* **DATA RECORDS**:

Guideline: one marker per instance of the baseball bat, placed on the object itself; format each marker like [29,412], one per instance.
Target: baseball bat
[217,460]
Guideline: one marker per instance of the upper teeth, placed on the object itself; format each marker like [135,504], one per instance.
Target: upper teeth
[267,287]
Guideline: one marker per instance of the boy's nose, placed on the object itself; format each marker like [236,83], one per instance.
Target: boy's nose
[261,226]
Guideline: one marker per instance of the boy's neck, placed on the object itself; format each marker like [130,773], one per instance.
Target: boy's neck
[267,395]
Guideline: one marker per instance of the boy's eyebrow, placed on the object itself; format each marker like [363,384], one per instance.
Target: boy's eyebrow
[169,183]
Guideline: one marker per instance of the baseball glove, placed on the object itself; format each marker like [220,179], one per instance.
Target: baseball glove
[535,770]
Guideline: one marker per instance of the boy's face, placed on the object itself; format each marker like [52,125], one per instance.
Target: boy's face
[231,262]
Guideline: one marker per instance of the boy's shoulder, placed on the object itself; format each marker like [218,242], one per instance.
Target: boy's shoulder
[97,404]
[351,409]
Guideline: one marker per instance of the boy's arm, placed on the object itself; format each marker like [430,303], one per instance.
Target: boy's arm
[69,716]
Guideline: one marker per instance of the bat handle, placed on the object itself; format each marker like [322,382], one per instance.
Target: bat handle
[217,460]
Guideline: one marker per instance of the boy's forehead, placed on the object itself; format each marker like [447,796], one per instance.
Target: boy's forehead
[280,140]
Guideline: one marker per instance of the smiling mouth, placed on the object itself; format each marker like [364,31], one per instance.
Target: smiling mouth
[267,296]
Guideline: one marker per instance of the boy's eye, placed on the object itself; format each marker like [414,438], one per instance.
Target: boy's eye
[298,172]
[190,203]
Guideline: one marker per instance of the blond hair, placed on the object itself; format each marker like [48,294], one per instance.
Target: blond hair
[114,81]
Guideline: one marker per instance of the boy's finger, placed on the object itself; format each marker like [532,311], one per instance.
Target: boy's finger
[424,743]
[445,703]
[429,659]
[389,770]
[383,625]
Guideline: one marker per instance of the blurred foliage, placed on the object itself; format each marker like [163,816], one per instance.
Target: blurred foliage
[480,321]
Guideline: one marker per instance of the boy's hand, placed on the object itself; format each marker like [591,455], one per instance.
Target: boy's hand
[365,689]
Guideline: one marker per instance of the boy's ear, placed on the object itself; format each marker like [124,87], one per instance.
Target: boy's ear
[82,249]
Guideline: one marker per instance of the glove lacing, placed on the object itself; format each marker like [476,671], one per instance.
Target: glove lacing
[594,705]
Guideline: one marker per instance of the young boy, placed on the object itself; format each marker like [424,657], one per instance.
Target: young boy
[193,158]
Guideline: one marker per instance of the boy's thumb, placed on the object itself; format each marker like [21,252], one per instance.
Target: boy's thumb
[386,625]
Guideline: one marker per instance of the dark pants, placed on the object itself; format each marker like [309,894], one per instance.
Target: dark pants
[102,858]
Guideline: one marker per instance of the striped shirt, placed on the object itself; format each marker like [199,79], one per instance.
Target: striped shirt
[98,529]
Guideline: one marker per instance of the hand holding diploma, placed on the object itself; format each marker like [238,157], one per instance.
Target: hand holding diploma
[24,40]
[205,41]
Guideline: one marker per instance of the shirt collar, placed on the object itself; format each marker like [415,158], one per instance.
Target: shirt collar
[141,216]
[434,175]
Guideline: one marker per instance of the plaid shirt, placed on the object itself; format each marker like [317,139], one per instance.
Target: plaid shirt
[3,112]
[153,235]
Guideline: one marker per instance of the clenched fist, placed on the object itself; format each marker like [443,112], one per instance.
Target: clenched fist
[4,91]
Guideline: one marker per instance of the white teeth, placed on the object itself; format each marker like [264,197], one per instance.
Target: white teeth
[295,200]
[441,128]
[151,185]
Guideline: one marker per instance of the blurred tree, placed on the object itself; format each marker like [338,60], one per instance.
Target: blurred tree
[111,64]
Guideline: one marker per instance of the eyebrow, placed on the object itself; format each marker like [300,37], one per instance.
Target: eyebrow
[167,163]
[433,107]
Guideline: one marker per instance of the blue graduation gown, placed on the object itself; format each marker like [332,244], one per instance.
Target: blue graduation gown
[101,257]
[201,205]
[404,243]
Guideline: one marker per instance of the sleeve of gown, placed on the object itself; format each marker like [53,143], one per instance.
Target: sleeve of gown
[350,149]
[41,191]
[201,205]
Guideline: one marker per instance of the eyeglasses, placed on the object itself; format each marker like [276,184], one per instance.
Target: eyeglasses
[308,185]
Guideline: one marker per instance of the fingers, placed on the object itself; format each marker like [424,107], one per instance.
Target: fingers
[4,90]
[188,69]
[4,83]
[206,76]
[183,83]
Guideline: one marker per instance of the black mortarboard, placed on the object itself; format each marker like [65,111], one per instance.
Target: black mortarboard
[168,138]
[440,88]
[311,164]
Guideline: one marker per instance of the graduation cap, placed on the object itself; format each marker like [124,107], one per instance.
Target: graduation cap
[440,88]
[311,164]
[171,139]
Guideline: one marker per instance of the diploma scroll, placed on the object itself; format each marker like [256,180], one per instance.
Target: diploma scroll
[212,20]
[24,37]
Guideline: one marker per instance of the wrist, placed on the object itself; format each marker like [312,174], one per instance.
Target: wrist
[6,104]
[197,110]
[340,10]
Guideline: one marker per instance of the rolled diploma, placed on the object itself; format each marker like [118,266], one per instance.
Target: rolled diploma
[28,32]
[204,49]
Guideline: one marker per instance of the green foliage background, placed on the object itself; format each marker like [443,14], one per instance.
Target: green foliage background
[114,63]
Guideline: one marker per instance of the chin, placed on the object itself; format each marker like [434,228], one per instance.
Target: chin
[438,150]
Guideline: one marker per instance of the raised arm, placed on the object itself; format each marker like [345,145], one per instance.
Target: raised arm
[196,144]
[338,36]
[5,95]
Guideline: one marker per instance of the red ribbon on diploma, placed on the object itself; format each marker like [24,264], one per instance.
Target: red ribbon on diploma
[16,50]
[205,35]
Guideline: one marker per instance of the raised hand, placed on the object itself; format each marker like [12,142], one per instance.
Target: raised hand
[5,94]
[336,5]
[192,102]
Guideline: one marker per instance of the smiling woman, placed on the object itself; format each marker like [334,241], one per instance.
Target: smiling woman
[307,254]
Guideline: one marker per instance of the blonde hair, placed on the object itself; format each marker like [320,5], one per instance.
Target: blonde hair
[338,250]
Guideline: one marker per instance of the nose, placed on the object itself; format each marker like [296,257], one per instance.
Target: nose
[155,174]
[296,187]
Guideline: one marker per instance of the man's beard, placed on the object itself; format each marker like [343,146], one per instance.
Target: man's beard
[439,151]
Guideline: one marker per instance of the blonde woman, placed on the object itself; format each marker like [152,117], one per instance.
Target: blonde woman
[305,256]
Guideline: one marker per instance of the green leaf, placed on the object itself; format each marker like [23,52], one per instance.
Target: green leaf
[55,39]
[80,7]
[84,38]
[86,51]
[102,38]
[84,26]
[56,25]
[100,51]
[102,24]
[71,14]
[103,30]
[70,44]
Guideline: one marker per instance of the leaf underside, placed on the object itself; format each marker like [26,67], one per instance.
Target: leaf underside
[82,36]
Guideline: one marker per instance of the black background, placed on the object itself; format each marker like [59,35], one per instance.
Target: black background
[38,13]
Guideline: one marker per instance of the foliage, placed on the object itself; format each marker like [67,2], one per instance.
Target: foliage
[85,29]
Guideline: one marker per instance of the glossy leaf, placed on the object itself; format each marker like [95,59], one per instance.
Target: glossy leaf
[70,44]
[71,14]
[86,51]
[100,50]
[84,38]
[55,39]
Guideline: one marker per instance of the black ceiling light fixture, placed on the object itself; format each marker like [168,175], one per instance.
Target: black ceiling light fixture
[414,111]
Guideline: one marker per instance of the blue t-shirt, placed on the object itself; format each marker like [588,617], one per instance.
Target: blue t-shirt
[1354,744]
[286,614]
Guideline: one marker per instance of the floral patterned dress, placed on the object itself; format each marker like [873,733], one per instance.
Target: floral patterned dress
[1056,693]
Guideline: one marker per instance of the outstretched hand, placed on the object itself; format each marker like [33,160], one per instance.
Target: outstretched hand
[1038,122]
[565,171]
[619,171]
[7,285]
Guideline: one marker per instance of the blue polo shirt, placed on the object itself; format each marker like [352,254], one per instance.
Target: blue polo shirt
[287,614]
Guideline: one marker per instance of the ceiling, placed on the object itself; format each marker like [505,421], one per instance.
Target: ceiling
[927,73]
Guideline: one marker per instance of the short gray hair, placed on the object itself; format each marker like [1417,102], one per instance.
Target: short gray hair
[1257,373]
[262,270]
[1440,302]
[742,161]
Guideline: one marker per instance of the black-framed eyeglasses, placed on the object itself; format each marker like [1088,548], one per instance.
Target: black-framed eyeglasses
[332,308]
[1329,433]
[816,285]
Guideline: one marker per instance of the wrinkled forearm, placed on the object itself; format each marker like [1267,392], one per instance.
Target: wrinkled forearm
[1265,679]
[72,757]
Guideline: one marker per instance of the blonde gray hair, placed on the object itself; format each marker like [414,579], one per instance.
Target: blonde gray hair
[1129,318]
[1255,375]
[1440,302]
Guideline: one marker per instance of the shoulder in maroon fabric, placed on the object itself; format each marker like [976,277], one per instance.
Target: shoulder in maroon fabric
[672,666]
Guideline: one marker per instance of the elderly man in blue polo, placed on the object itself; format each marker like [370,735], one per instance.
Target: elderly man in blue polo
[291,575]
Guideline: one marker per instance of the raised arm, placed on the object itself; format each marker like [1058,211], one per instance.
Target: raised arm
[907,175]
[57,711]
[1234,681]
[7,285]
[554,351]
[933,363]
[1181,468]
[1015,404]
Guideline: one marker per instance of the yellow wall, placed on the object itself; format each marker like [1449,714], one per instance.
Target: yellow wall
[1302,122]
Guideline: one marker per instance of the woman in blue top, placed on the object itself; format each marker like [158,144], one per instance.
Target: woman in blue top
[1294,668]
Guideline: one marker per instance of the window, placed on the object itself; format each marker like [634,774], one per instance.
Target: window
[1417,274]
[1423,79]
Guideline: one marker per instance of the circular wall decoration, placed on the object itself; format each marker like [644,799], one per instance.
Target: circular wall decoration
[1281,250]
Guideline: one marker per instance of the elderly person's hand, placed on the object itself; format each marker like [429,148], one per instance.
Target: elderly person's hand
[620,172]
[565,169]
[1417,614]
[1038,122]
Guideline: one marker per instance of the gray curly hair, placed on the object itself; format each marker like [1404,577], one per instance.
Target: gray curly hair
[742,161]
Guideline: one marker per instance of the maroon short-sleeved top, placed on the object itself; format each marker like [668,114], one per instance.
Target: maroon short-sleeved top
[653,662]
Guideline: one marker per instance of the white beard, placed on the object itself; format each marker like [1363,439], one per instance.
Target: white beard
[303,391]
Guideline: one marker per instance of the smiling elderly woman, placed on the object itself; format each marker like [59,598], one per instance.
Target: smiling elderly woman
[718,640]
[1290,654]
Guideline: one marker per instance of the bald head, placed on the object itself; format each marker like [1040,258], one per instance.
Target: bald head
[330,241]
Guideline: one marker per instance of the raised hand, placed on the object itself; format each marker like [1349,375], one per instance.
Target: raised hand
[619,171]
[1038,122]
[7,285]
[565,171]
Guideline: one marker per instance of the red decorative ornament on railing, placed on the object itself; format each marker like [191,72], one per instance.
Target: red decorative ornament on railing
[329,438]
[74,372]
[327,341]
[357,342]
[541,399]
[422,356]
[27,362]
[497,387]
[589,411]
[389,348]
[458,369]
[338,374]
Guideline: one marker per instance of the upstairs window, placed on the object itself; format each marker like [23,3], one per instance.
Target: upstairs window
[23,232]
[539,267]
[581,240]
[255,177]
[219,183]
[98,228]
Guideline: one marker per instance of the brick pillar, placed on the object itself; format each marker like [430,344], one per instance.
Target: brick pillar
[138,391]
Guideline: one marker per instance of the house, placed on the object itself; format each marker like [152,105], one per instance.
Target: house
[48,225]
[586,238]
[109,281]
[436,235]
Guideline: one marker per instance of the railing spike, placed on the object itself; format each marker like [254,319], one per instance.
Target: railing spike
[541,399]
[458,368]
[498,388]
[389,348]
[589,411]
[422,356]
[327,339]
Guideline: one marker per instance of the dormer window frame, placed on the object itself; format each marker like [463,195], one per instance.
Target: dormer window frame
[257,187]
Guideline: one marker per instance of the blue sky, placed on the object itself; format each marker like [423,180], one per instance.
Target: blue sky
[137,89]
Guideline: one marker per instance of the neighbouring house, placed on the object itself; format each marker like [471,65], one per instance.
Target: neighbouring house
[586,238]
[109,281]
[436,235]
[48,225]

* **WORK REQUIRED**:
Please give an exact restatement of only the lines from the beginning of the material above to the line with "Guideline: one marker per instance of the upper", inclusive.

* **EXERCISE OUTPUT**:
Guideline: one marker per instance of the baseball bat, placed on the object itself; format each marker like [29,412], one per instance.
Target: baseball bat
[217,460]
Guideline: one marker per instance of the upper teeth, placed on the object itself; format each marker like [135,504], one per instance.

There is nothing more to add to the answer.